What’s a good way to go about moving to anchorage Alaska?

Me and my cousin want to move to anchorage Alaska in about two year when we finish school at that time ill be 21 and he’ll be 19 and we are looking for a good way to go about moving to anchorage from the Bremerton WA. area and we figure we’ll need at least 10-15k to live on for the first 6months to a year while we find jobs, and we want to know if there’s a right way and a wrong way todo it.
We already know that the cost of living is higher there but that’s why we picked anchorage the prices on average are closer to where we live now. And that’s why we need some advise/tips on the best way to go about it

Administrator answers:

Based on your question and some basic math, I am guessing that you have never moved to a different town in general.

Moving to Anchorage is not going to be much different that moving to Orlando, FL or even a place in your hometown.

First, you are going to need to get there. I’d recommend driving up there, preferably with a U-Haul trailer or something that can haul your belongings. Personally, I’d opt trying to arrive during the warmer months. The Alaska Highway is much more forgiving when it is not winter. Winter brings sudden storms, cold temperatures, and not much daylight. Roads in Anchorage itself are not terrible in winter. They are a bit icier and snow covered than I am used to seeing in the Midwest, but you can drive on them with any type of car for the most part. You can hop the ferry out of Bellingham as well. You’d have to figure out which route will be cheaper.
════════════════
■ **What to work on**
a) According to the Q&A about moving to Anchorage, where can you catch the ferry?
b) From the Anchorage moving Q&A, echo the words starting with "Me and my cousin" and going on through "town in general.".
c) Carry on the Anchorage moving Q&A from the point where it stops.

■ **Records supplied**
════════════════
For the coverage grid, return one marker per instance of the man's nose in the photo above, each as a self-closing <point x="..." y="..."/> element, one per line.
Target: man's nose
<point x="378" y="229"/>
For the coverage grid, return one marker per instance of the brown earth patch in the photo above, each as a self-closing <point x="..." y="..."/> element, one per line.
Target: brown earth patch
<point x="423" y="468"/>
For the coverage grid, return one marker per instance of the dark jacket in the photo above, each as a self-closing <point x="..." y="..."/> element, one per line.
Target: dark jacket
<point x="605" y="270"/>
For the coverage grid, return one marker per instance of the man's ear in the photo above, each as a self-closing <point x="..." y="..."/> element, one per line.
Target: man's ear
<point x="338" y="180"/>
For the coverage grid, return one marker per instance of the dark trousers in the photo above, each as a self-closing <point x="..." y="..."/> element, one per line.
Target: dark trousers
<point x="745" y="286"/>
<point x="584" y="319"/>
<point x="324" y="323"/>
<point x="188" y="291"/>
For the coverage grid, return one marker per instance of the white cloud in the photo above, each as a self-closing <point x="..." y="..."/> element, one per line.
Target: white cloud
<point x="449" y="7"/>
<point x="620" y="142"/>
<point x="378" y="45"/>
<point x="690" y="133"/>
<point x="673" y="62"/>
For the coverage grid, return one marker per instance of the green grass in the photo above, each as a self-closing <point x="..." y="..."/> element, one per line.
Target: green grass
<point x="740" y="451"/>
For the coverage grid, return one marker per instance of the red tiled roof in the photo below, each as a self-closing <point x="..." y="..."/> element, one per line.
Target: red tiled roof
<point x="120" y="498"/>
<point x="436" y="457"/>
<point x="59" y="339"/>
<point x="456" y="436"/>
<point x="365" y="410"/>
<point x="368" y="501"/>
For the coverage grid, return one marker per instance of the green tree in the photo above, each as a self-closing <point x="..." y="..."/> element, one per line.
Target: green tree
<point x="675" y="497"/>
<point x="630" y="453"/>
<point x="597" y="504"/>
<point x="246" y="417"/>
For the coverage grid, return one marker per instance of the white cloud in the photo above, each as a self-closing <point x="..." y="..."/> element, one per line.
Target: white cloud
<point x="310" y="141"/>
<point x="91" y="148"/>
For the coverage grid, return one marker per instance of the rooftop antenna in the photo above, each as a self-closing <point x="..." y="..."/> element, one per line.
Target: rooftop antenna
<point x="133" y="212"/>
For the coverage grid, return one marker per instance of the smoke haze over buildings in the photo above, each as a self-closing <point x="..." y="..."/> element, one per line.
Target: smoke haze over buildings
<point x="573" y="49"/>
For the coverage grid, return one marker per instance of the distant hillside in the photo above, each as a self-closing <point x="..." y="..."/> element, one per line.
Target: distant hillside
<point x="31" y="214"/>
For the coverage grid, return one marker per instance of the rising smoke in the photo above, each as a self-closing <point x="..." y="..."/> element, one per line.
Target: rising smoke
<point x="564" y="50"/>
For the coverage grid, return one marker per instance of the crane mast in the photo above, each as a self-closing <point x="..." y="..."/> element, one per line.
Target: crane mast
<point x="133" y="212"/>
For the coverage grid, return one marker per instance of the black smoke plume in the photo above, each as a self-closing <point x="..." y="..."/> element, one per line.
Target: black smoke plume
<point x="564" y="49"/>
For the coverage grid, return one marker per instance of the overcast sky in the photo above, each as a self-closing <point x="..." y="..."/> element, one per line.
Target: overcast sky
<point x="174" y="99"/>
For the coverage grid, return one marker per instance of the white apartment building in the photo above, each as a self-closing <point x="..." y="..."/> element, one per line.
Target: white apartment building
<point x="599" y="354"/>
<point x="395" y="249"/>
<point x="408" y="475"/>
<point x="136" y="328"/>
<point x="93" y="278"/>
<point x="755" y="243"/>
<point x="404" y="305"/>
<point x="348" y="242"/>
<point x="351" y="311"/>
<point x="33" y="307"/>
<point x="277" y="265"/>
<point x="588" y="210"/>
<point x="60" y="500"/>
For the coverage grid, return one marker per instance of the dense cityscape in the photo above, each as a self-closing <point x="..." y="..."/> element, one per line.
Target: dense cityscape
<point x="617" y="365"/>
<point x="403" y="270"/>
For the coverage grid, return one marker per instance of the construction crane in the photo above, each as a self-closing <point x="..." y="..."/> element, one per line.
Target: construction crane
════════════════
■ **The answers**
a) Bellingham

b)
Me and my cousin want to move to anchorage Alaska in about two year when we finish school at that time ill be 21 and he’ll be 19 and we are looking for a good way to go about moving to anchorage from the Bremerton WA. area and we figure we’ll need at least 10-15k to live on for the first 6months to a year while we find jobs, and we want to know if there’s a right way and a wrong way todo it.
We already know that the cost of living is higher there but that’s why we picked anchorage the prices on average are closer to where we live now. And that’s why we need some advise/tips on the best way to go about it

Administrator answers:

Based on your question and some basic math, I am guessing that you have never moved to a different town in general.

c)
Second, you need a place to stay. If you have the money, try to fly up there a month or so before and look at some apartments or try to rent a house/condo/trailer. Try and go a bit on the cheaper side for rent in case you can’t find work.

Third, try and develop some marketable skills before going up there. You have a few years and it sounds like you are out of high school or nearing the end. Enroll in the local Community College and see if you can take up welding. Marine Mechanics are always in demand in Alaska, especially if you have half a clue what you are doing. Getting a CDL might be a cheap, and worthwhile investment as there are mines throughout Alaska and supplies to move to the oil fields. Try and go up there with something you can use to get work, even if it is not ideal.

Fourth, get money. You are going to need money to survive until the paychecks start rolling in. Rent, security deposit, gas money, groceries, etc… This can be the scary part. I moved to the Chicagoland area with $1K and a job. $800 of that went to my part of rent and security deposit. $200 had to last 30 days for gas and food until my first paycheck. That was rough. But beyond having money to start your life there, I would set some money aside to get back home. You might not find work in Anchorage or just decide it isn’t for you. Keep some money aside for a plane ticket home.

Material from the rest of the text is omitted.